» **TASK PROMPT**:
Pick up the blog post about Schiller's play Don Carlos after its last sentence and keep writing it.

Tuesday, November 20, 2007
Although I am also reading a few other works that are much more closely aligned with "speculative fiction" concepts, I have found myself reading Friedrich Schiller's classic 1787 play Don Carlos. While I know that many place this work more in the Weimar Classicist movement of the 1780s-1805 period, in many ways I cannot help but notice quite a few strands lingering from the 1760s Sturm und Drang. For those of you confused as to why I'm posting this here rather than on Vaguely Borgesian, bear with me here.
Based on the troubled and sometimes twisted relationship between King Phillip II of Spain and his malformed and mentally disturbed son Carlos, there are many elements in here to which believe fantasy/SF readers (and writers, of course) ought to pay close attention, as Schiller manages to create a host of internal and external conflicts and to execute them brilliantly through the first three Acts (I hope to finish reading this tomorrow, but I felt inspired to write a brief bit tonight).
Schiller lays it out very early on: Carlos had been promised the hand of the daughter of the King of France, but Daddy Dearest, dearly missing his dead wife and not finding any suitable Habsburg cousins worthy of his connubial desires, gets the French King (I forget which one, perhaps Francis II, but it's during the troubles of the 1560s before Henri IV) to agree to having his daughter marry him instead of his son. Carlos, already fucked in the head due to a whole shitload of bad genes preserved via centuries of Habsburg incestual (uncle/niece, first cousin marriages) habits, goes all emo on Philip. Schiller here does a good job of highlighting the morbid obsession that Carlos bears for his step-mom while still giving enough foreshadows of the events to come to make it clear that Carlos might be missing a few cards in his mental deck.

» **RECORDED DATA**:
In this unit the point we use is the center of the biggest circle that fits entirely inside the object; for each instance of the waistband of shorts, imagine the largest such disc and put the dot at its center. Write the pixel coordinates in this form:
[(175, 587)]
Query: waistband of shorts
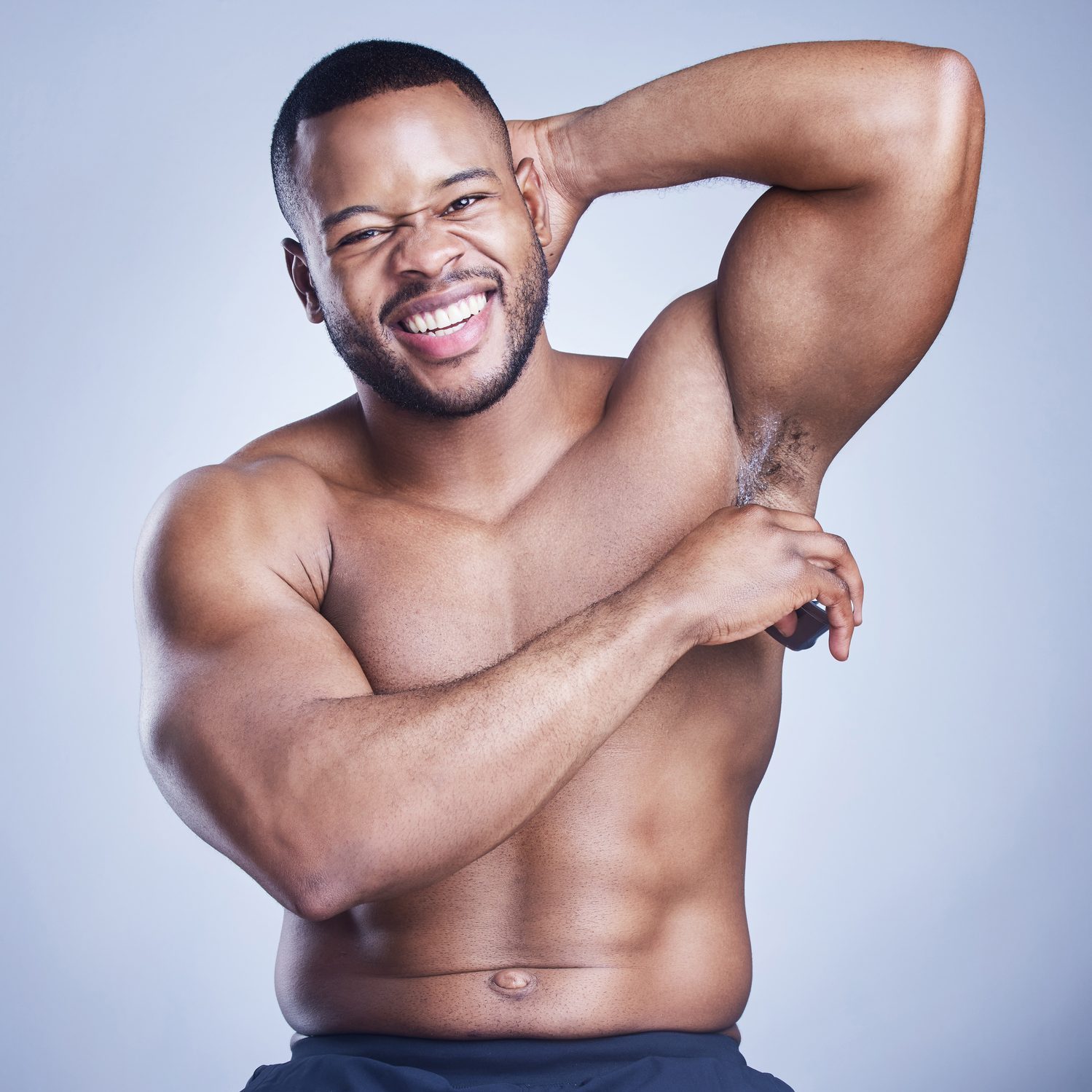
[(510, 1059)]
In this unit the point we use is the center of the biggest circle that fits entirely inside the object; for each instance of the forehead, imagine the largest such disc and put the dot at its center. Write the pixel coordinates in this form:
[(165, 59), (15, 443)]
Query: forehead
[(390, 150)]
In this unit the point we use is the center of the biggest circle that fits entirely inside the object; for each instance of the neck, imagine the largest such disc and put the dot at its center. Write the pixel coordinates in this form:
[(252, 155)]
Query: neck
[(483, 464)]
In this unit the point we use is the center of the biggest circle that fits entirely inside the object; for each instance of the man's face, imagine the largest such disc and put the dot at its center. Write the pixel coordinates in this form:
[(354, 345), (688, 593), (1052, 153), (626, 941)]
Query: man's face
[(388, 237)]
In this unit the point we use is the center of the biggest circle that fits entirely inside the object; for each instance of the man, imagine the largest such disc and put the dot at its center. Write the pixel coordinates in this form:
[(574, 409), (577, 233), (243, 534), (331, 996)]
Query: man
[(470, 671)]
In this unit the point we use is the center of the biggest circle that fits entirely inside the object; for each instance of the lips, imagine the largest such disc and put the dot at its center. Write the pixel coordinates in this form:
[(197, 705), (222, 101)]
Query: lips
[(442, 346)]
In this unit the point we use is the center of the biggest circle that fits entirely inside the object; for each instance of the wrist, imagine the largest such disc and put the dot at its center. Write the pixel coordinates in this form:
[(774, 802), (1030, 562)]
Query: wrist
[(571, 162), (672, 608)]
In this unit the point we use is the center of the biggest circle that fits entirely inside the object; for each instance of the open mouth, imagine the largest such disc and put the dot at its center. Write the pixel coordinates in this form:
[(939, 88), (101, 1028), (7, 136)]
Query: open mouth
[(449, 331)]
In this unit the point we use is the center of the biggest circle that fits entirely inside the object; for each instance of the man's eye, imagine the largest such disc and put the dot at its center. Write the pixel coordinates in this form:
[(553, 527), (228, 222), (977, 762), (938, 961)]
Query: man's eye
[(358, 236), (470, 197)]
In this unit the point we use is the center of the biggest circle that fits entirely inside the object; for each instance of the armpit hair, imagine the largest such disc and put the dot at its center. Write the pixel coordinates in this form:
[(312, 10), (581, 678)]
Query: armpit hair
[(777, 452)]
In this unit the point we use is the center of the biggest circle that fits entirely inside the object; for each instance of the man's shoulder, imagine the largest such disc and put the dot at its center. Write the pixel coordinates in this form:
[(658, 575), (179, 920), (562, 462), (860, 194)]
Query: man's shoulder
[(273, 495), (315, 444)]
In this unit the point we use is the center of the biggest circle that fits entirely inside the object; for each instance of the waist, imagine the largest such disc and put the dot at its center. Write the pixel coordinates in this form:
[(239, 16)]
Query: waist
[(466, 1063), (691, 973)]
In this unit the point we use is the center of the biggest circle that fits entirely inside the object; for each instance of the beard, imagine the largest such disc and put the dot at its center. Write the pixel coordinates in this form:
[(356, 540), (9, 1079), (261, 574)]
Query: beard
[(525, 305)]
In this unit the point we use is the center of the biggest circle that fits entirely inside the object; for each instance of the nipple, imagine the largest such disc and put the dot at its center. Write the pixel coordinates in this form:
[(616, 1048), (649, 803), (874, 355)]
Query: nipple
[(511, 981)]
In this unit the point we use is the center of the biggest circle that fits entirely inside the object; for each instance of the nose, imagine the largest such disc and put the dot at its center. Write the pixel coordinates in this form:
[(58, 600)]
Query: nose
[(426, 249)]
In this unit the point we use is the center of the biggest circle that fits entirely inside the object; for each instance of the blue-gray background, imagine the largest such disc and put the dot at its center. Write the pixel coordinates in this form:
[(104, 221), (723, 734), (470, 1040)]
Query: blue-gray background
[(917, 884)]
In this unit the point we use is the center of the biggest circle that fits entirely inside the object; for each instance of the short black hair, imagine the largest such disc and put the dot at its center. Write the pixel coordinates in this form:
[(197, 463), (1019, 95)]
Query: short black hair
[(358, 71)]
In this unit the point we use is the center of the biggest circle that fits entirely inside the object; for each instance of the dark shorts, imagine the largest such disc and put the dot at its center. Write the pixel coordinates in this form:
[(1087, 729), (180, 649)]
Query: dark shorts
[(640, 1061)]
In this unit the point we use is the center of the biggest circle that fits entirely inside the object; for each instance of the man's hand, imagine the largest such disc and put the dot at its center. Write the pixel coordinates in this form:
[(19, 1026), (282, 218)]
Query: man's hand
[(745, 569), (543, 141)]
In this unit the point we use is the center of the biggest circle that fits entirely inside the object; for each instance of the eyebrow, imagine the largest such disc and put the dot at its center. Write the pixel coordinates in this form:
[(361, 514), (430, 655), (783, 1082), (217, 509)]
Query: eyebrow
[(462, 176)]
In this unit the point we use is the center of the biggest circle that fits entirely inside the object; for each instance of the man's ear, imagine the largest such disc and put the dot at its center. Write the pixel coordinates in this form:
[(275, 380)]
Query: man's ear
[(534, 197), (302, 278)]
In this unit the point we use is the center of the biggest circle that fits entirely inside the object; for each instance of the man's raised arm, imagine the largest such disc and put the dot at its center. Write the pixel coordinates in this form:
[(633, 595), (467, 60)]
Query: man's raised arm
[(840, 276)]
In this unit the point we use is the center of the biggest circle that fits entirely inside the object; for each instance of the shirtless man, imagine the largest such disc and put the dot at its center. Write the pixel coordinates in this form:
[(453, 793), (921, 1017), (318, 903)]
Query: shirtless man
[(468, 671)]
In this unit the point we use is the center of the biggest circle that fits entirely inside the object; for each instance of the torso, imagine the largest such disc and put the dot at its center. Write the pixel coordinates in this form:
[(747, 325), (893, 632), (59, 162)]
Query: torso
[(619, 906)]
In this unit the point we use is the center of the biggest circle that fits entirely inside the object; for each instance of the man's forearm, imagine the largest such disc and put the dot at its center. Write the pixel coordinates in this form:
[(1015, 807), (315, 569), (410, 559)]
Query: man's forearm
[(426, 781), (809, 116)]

» **TASK RESPONSE**:
Although I have a German original, I have also been relying upon a Project Gutenberg translation to aid me in my reading. While certainly not literal (in some cases, my rough renderings back into English were more poetic, albeit of a different style than what was employed for this old translation of Schiller's play), it makes it clear that Schiller wanted to capture the emotional conflicts not just between Carlos and Phillip, but also between Carlos and the Duke of Alva, with whom there was some form of rivalry, although much of this has to be laid at the feet of Carlos and his increasing paranoia.
So far, the play is outstanding and in a time when I'm wishing that there were SF authors that would have the gumption and the talent to create such marvelously disturbed but yet fascinating characters, I cannot help but to recommend Don Carlos as one example of a style of writing that certainly could be introduced into SF in order to broaden its palette.